* _Tâche courte_
Transforme toutes les entrées ci-dessous en une liste numérotée, sans reprendre les lignes vides.
**** Données fournies
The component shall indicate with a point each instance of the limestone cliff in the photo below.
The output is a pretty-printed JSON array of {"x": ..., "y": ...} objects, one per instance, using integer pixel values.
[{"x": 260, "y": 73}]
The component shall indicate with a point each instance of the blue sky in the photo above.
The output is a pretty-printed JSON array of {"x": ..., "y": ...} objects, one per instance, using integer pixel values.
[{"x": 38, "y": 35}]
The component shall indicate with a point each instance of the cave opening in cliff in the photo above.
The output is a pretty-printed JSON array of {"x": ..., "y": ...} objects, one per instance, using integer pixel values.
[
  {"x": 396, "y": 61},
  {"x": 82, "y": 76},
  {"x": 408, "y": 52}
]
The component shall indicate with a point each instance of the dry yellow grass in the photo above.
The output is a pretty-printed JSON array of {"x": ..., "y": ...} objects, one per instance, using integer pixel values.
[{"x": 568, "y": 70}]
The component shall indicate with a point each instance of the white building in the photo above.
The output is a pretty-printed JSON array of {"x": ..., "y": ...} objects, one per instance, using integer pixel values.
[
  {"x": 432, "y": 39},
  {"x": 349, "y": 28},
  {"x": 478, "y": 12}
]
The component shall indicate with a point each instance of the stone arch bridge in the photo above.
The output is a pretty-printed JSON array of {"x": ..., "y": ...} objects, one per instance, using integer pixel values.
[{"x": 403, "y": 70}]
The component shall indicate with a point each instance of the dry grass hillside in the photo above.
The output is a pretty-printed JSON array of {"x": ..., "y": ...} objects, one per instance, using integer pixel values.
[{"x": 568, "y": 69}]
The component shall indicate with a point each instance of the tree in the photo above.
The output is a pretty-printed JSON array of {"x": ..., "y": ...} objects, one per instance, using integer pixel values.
********
* _Résultat obtenu_
1. The component shall indicate with a point each instance of the limestone cliff in the photo below.
2. The output is a pretty-printed JSON array of {"x": ..., "y": ...} objects, one per instance, using integer pixel values.
3. [{"x": 260, "y": 73}]
4. The component shall indicate with a point each instance of the blue sky in the photo above.
5. The output is a pretty-printed JSON array of {"x": ..., "y": ...} objects, one per instance, using integer pixel values.
6. [{"x": 38, "y": 35}]
7. The component shall indicate with a point each instance of the cave opening in cliff in the photo above.
8. The output is a pretty-printed JSON array of {"x": ..., "y": ...} objects, one per instance, using integer pixel values.
9. [
10.   {"x": 396, "y": 61},
11.   {"x": 82, "y": 76},
12.   {"x": 408, "y": 52}
13. ]
14. The component shall indicate with a point each instance of the dry yellow grass in the photo above.
15. The output is a pretty-printed JSON array of {"x": ..., "y": ...} objects, one per instance, using integer pixel values.
16. [{"x": 568, "y": 70}]
17. The component shall indicate with a point each instance of the white building in the photo above.
18. The output is a pretty-printed JSON array of {"x": ..., "y": ...} objects, one per instance, using integer pixel values.
19. [
20.   {"x": 432, "y": 39},
21.   {"x": 349, "y": 28},
22.   {"x": 478, "y": 12}
23. ]
24. The component shall indicate with a point each instance of the stone arch bridge in the photo above.
25. The output is a pretty-printed JSON array of {"x": ..., "y": ...} objects, one per instance, using integer pixel values.
26. [{"x": 403, "y": 70}]
27. The component shall indicate with a point each instance of the dry grass hillside in the photo above.
28. The output is a pretty-printed JSON array of {"x": ..., "y": ...} objects, one per instance, using integer pixel values.
29. [{"x": 568, "y": 69}]
30. The component shall indicate with a point each instance of the tree in the photo above.
31. The output is a pretty-printed JSON array of {"x": ..., "y": ...} objects, one per instance, using integer pixel values.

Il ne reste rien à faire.